### What to do:
Please report how many lines in the records below contain the word "roof". Give only the number.

▬▬▬

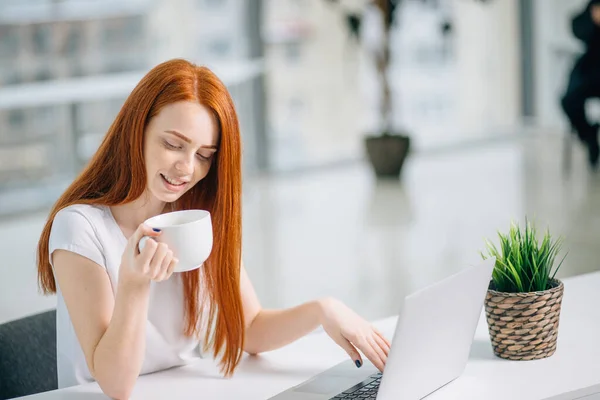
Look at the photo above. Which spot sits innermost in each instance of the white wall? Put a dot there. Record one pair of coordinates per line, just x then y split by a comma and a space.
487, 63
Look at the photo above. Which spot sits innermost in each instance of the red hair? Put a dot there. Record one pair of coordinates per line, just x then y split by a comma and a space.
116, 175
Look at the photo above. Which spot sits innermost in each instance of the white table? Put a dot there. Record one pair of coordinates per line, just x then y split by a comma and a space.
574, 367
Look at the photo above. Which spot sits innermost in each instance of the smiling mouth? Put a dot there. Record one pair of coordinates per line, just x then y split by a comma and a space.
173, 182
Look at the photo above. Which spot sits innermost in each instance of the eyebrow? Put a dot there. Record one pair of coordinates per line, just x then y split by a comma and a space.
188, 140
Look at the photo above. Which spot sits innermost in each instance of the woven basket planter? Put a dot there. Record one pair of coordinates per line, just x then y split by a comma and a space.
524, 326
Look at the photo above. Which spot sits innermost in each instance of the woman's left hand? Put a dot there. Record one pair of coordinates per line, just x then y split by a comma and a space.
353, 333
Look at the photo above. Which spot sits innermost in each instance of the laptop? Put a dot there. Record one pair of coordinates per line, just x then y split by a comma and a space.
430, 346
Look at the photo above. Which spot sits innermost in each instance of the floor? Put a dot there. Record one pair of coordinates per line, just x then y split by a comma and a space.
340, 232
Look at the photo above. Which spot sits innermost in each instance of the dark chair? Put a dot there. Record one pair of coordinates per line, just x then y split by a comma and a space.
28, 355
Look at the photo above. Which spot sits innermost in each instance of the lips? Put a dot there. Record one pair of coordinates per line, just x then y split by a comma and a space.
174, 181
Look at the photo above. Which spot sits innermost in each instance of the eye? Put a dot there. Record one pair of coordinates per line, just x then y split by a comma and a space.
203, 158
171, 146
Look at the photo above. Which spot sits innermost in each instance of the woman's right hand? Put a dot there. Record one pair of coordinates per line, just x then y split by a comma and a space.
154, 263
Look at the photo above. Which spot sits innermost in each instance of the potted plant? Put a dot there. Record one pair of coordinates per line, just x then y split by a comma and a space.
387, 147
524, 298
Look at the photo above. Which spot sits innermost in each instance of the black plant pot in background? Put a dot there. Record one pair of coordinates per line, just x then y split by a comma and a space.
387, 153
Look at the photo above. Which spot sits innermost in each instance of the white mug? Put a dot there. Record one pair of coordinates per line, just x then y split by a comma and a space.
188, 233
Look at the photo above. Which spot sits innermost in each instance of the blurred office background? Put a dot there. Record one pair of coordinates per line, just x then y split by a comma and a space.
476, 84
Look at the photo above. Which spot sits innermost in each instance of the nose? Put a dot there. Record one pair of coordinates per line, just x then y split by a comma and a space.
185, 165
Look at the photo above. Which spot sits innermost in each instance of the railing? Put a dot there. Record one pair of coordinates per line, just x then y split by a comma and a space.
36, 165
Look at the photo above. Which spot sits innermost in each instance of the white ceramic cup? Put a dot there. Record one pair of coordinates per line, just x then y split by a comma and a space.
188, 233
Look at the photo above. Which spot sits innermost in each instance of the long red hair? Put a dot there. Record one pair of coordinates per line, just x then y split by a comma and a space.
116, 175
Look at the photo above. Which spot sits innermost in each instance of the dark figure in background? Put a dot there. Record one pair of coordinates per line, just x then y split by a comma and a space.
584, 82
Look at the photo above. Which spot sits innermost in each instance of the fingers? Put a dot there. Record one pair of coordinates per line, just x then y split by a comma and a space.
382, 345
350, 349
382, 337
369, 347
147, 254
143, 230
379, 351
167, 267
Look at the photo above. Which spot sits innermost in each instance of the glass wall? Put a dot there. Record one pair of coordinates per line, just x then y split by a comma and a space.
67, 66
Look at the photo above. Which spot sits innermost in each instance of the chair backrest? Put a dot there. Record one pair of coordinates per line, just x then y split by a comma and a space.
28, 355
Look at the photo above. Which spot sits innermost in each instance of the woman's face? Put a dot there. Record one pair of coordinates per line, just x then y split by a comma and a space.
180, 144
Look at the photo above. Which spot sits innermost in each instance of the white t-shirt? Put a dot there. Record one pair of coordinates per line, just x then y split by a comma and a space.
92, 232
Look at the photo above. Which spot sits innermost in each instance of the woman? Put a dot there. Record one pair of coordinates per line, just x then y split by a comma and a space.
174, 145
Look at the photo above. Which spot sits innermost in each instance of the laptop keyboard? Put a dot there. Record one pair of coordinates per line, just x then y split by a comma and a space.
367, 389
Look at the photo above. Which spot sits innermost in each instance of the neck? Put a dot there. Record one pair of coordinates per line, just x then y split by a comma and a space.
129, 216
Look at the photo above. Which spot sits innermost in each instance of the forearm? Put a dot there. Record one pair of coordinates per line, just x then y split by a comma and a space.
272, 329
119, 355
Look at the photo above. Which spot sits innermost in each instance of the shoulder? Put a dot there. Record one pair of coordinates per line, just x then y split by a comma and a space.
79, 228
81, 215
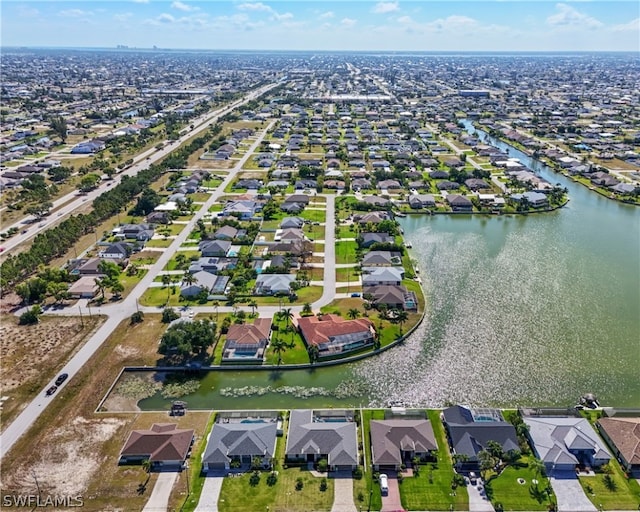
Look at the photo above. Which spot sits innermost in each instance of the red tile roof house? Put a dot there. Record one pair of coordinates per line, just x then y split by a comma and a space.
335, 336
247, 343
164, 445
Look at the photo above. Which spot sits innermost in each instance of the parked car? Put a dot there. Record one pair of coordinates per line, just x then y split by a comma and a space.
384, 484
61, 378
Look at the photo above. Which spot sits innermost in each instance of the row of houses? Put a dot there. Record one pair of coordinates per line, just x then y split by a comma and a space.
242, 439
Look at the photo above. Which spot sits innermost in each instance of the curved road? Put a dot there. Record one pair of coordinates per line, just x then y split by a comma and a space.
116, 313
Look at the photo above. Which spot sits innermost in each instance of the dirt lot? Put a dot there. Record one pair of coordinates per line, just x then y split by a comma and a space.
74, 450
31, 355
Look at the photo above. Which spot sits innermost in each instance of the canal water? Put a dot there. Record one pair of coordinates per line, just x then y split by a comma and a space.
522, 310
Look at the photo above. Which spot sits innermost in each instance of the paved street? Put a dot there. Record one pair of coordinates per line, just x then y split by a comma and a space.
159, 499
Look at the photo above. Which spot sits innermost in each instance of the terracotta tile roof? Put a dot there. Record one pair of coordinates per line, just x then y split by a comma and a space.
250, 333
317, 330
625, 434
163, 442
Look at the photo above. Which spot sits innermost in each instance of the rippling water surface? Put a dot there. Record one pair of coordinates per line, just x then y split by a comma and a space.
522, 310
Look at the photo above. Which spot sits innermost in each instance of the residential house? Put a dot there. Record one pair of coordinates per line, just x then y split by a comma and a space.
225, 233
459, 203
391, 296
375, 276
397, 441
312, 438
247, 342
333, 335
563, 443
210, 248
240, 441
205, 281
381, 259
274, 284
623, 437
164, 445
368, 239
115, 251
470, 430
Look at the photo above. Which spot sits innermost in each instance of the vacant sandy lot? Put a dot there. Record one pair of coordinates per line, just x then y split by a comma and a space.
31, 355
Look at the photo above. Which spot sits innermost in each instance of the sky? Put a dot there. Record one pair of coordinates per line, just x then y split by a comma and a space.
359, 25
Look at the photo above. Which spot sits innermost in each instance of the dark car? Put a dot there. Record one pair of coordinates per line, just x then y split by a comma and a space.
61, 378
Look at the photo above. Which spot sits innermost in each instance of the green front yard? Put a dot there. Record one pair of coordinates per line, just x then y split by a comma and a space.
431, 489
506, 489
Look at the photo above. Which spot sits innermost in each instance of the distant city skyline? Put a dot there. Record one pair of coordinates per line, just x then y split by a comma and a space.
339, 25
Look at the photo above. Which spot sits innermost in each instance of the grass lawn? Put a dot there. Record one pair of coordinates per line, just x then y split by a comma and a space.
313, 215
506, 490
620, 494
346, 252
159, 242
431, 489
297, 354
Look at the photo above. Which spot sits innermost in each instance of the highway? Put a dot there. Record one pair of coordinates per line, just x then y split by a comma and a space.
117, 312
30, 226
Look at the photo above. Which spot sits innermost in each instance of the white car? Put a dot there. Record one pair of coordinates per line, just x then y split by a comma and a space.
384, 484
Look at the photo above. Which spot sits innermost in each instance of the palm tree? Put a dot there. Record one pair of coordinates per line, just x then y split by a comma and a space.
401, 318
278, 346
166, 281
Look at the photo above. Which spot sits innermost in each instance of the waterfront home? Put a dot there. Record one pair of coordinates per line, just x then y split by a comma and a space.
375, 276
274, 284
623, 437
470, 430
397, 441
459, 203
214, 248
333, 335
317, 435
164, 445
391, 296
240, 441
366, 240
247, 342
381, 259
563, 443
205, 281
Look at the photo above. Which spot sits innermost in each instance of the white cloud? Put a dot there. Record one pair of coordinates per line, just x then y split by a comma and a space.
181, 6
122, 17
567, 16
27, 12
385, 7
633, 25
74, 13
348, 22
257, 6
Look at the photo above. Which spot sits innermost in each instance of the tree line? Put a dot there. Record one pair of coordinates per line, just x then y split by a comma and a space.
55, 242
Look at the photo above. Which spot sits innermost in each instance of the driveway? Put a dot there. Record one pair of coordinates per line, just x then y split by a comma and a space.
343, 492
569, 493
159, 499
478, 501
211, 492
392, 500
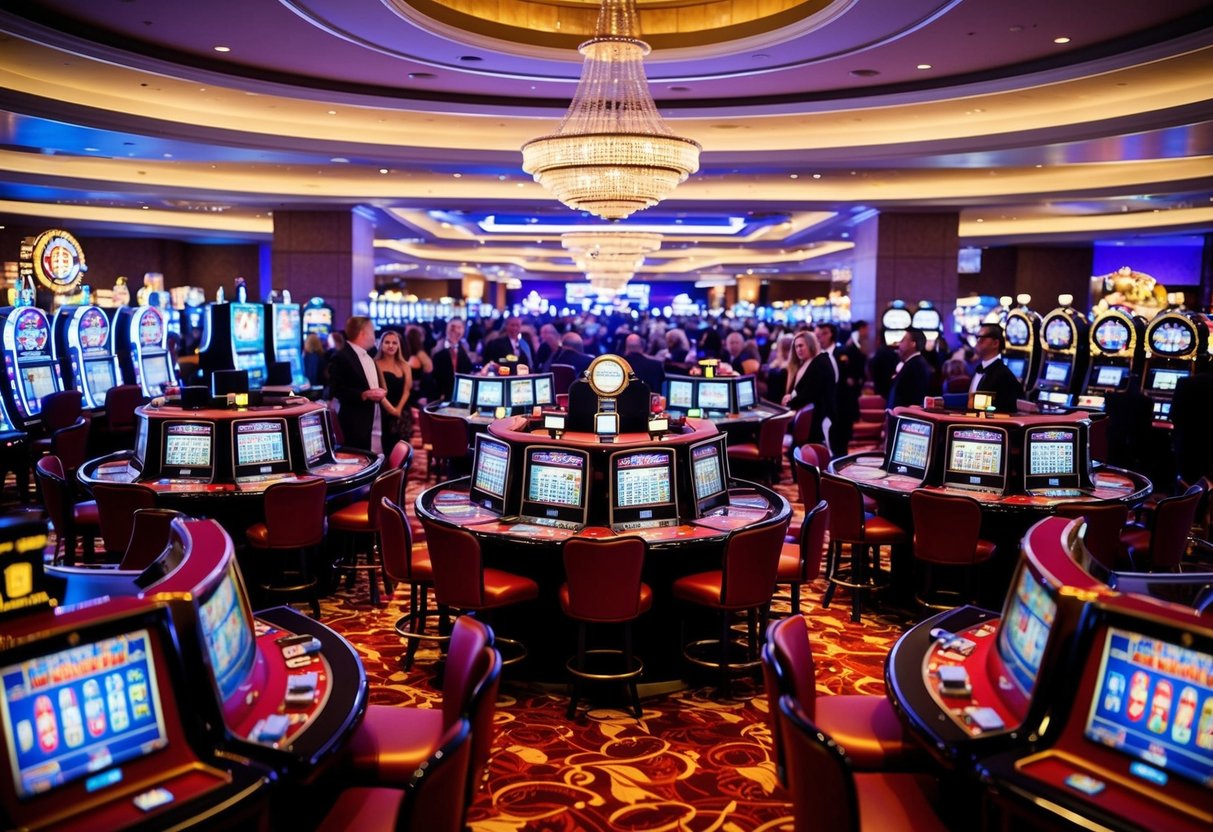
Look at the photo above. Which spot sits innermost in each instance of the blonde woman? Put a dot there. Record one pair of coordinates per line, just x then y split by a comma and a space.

▬▬▬

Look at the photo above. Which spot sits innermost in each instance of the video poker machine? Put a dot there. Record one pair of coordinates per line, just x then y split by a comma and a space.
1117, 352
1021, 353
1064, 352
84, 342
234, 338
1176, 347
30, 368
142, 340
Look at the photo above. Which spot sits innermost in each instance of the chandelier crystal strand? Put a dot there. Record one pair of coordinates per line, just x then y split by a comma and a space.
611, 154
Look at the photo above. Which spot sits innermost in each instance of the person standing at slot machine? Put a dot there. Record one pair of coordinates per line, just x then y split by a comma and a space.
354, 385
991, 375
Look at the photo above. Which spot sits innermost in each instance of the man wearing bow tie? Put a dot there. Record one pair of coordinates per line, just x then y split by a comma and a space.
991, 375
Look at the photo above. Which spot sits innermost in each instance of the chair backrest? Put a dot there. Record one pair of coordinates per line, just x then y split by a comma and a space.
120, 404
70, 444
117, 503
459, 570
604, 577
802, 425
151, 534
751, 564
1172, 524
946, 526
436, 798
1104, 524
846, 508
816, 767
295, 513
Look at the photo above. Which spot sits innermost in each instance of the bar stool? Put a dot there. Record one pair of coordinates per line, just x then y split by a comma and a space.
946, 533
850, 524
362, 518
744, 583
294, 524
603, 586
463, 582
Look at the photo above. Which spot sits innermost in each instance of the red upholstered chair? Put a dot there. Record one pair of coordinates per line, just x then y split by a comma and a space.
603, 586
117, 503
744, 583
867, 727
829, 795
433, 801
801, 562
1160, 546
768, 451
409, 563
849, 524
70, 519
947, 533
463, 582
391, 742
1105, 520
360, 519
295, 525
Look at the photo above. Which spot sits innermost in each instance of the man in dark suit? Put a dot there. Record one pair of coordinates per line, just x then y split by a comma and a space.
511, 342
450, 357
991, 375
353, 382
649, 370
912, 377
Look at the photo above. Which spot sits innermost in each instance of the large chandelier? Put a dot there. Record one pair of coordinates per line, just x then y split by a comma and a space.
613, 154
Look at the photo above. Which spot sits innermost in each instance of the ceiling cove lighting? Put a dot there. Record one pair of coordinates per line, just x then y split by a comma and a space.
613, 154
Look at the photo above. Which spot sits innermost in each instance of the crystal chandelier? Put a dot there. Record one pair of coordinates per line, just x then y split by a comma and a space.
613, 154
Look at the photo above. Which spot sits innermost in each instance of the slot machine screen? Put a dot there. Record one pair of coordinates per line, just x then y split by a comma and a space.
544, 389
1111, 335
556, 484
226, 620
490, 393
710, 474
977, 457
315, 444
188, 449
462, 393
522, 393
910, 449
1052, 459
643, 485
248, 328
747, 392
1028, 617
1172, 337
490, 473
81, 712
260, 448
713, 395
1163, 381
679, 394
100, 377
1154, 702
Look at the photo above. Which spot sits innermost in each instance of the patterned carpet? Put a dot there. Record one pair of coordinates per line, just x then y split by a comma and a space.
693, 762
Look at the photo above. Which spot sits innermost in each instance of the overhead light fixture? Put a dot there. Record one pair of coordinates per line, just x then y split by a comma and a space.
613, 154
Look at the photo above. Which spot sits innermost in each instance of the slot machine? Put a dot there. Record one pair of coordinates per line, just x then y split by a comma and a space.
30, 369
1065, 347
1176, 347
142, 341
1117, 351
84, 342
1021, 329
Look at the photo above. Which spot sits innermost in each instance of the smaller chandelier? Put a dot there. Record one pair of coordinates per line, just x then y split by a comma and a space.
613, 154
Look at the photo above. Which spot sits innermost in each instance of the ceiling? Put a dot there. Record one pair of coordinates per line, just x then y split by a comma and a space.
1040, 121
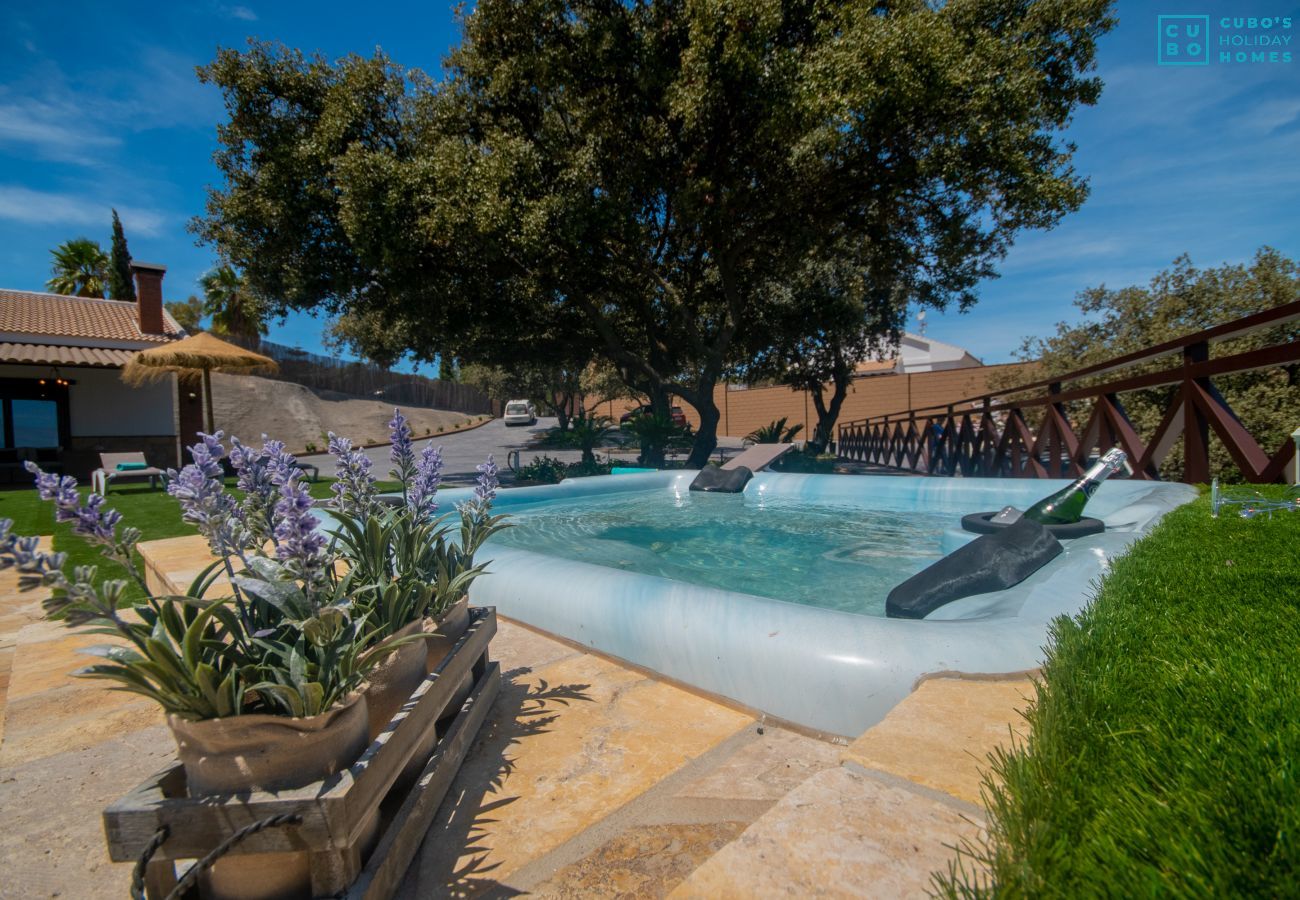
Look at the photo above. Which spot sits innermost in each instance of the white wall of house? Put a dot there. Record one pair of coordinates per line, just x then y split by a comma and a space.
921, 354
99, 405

▬▬▬

### Result for this exercise:
2